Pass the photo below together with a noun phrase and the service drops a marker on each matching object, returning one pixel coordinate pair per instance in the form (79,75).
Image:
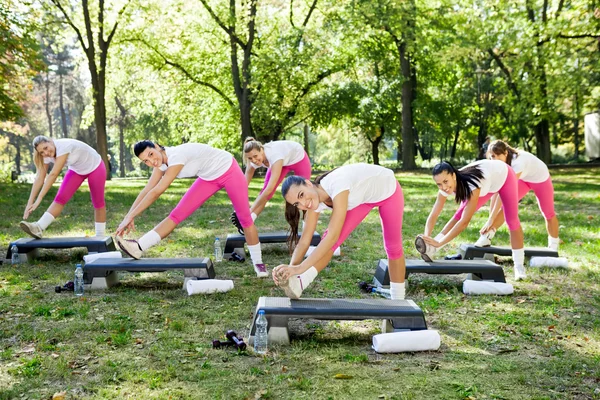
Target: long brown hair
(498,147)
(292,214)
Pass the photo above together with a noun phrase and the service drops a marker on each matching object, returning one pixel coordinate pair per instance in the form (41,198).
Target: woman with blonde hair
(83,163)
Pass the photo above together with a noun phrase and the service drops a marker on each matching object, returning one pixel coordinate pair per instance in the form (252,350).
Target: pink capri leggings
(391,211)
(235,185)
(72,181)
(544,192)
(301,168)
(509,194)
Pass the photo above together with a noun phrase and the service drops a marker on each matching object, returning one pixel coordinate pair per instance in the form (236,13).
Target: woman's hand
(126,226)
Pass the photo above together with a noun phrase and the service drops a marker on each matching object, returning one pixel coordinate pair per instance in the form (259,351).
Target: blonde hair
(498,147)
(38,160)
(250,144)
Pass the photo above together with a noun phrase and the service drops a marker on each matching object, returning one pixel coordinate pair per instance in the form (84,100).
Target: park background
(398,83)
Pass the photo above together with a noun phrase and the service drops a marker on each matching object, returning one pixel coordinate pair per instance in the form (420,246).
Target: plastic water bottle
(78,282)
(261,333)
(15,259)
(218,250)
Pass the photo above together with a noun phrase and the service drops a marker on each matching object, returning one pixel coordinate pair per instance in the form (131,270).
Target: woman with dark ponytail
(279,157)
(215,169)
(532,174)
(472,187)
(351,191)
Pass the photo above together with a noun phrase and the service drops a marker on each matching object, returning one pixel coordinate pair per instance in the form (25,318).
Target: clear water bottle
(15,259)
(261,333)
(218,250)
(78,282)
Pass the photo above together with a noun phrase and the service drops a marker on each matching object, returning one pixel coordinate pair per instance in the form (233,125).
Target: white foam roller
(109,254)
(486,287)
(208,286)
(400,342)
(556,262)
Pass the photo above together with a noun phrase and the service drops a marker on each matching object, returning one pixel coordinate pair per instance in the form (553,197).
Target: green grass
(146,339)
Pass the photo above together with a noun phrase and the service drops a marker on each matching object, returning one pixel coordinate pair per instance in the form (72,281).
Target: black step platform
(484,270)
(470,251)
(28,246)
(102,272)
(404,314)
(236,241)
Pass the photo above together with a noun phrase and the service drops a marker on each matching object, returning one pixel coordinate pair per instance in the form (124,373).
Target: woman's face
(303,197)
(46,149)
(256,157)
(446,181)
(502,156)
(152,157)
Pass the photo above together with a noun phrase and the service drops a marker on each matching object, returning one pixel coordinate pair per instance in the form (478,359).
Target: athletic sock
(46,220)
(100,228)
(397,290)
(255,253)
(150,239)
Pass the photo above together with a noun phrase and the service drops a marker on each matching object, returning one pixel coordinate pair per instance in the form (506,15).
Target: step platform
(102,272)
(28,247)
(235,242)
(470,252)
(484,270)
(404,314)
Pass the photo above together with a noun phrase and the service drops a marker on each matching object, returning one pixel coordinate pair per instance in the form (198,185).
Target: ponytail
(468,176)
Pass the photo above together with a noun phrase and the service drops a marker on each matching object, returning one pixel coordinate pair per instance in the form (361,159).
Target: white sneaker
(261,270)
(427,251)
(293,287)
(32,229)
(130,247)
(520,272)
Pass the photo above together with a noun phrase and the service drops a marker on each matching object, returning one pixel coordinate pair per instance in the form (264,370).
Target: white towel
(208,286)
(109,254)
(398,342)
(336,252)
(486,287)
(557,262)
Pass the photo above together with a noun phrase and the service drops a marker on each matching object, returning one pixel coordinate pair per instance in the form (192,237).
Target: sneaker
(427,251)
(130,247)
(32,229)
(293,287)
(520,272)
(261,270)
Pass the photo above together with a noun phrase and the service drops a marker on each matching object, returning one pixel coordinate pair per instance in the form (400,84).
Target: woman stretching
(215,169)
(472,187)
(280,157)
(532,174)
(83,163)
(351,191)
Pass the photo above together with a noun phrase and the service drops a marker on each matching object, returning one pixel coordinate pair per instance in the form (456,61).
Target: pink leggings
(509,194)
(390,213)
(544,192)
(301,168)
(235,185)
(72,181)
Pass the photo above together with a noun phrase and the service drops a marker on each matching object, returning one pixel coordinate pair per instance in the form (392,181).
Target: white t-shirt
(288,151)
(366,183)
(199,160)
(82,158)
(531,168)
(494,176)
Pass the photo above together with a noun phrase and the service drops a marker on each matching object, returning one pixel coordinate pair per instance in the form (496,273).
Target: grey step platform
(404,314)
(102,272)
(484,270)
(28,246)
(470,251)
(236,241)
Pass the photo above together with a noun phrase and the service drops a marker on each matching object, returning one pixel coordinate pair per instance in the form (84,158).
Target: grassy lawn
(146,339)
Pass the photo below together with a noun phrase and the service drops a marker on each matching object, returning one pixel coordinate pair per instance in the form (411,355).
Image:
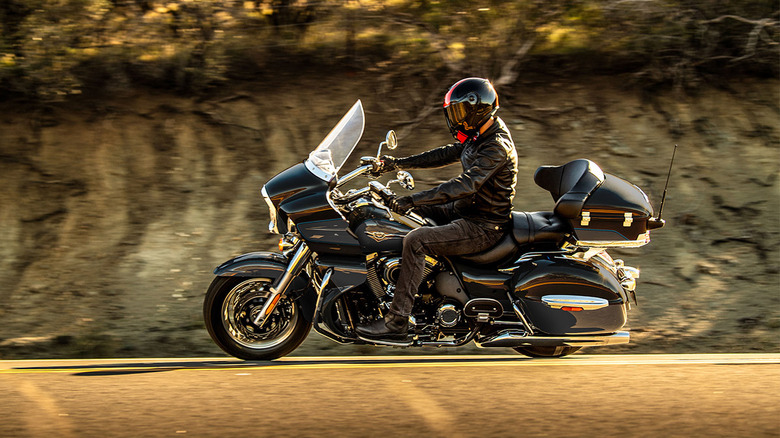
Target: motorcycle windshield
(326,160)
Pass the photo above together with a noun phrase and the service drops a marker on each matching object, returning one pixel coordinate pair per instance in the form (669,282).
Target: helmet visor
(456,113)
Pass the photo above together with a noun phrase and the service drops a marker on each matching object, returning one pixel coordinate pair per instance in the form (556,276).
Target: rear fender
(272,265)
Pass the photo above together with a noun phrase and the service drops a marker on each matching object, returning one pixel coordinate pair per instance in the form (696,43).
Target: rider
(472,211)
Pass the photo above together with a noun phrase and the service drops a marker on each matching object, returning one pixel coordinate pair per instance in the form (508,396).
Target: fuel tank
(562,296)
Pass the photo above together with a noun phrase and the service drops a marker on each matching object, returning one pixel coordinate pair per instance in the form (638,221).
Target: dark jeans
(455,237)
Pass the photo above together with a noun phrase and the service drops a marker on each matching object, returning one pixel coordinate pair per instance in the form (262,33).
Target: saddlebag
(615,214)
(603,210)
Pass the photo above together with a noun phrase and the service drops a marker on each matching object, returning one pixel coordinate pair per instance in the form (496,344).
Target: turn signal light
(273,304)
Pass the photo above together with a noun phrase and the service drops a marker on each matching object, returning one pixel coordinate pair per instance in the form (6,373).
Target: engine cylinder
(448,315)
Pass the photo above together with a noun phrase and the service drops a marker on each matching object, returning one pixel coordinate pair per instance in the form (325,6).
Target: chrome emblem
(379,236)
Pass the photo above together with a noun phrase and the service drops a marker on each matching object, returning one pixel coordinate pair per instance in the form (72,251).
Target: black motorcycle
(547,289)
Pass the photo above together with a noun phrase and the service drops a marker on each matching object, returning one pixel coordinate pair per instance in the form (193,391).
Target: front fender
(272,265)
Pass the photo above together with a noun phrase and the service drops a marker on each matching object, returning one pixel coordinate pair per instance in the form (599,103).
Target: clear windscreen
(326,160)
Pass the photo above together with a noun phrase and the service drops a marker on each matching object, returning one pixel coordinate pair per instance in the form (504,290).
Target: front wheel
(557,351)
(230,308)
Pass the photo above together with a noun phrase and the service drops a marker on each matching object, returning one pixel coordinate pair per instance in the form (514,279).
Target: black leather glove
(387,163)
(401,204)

==

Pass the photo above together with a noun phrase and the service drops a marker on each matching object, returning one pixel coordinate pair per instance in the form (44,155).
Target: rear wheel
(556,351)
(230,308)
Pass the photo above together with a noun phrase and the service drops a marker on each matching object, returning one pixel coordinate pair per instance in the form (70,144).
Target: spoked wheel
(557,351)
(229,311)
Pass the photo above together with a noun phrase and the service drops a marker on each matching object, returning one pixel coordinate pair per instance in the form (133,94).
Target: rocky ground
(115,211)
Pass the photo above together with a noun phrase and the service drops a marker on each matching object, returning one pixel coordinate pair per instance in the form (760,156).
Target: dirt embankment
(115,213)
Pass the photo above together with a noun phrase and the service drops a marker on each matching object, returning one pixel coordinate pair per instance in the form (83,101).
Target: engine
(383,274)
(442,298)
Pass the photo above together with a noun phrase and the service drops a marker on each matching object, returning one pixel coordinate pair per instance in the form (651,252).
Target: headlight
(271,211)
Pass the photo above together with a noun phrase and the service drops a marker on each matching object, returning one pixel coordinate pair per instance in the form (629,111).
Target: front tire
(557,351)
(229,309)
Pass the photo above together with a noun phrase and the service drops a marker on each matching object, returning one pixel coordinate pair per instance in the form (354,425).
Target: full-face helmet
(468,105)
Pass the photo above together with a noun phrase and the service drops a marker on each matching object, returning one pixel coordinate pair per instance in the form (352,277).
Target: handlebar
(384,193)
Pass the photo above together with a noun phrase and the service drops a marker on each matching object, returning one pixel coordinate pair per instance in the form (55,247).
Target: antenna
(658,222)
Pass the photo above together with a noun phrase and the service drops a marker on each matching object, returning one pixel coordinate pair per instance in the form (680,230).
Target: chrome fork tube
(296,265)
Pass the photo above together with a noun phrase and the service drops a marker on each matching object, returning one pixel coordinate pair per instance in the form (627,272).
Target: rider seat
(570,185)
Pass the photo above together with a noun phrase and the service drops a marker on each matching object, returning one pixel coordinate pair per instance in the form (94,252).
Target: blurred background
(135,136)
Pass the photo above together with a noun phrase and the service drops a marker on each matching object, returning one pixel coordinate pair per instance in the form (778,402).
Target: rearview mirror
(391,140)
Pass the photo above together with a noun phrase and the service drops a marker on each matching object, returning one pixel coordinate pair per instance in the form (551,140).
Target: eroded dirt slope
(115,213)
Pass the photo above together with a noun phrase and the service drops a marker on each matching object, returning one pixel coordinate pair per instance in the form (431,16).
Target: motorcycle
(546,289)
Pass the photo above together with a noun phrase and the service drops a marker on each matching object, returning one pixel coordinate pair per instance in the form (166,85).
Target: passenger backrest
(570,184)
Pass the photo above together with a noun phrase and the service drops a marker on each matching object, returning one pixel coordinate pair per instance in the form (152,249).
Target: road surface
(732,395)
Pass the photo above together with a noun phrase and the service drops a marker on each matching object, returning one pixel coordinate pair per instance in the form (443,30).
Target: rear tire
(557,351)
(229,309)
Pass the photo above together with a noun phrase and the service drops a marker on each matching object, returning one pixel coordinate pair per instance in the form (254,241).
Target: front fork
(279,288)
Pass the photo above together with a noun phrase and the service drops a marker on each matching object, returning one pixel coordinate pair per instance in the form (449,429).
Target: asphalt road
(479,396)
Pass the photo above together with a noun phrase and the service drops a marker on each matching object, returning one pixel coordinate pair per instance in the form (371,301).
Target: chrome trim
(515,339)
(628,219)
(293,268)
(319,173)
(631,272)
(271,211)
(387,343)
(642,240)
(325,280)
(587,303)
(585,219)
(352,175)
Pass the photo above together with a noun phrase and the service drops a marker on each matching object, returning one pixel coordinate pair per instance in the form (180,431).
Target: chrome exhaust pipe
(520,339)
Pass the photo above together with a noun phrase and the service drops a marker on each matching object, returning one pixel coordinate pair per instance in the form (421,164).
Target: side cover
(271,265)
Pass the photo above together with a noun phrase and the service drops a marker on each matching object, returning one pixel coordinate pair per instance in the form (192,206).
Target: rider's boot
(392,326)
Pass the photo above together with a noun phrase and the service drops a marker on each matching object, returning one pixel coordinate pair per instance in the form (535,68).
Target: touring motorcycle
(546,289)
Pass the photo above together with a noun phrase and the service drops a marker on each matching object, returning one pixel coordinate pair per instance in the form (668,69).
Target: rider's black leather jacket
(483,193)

:: Task to carry out ::
Select every line of the items above that contains the string "leather".

:: Right answer ::
Target: black leather glove
Target: rider's black leather jacket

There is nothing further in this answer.